[START OF Text to read]

He said Landry had instructed him not to present the government with a specific proposal for public financing, but simply to give it a menu of options reflecting the range of ways that state governments south of the border have managed to put together public financing without upsetting taxpayers. After meeting with Landry, Brochu had two meetings with Bouchard. At a press conference last week, Brochu said Bouchard told him at the first of those meetings, last summer, that Quebec probably can't afford to help the Expos. At the second meeting, last fall, Brochu said, Bouchard told him to go away and come back with a revised "business plan."

Sources close to those two meetings say what really upset Bouchard about Brochu's proposal was that it contained no provision for the Expos ownership consortium, from Brochu on down, to put any of its own money into the stadium construction. Bouchard was left with the impression that the project "makes no sense," as he put it again last week following a PQ caucus in the Laurentians, if the owners don't believe in it enough themselves to be part of a financing partnership.

That's why it's important for Menard to be able to show Bouchard, at their meeting this month, that any new ownership consortium that ousts Brochu is prepared to make some sort of financial contribution to a new stadium.

[END OF Text to read]
[START OF Dataset content]

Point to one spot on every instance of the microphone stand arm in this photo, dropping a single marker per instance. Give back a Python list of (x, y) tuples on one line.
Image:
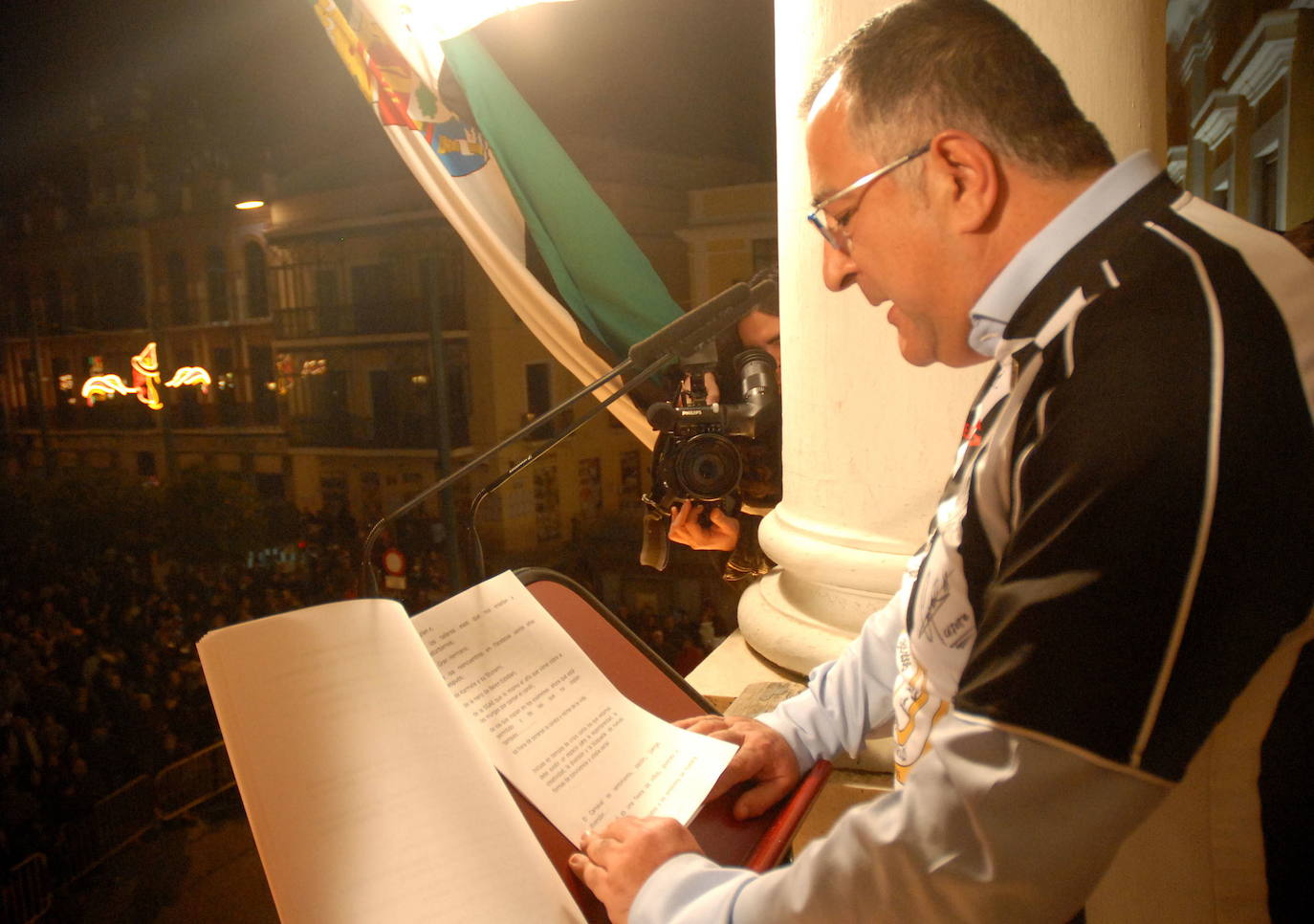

[END OF Dataset content]

### What you should do
Write a continuation of the Expos stadium text, starting after its last sentence. This material plays no part in what you need to do.

### Exercise output
Menard refused to comment yesterday, but said at a Montreal press conference Feb. 18 that he has investors willing to step forward with $125 million Canadian. But after buying out Brochu ($15 million), wiping out accumulated operating losses (said to be $70 million, but the club's books are confidential) and bridging anticipated operating losses before moving into a new stadium in 2002 ($40 million?), there might not be any money left for the stadium. There is still, however, something a new ownership consortium could do to do to win favour with the Bouchard government: it could pledge a backstop guarantee on stadium debt servicing. It could pledge that in the years where revenues from tourist taxes and players' income taxes fall short of debt-servicing requirements, they'll make up the difference. That's more or less the same commitment the Florida Panthers ownership made in return for government approval of tourism-tax arena financing.

If the owners who want to buy out Brochu aren't prepared to do that, then the Expos are probably toast. But if the owners are willing, then the government is going to have to ask itself whether it wants to help build a new ball park on a new basis: faisons payer les etrangers.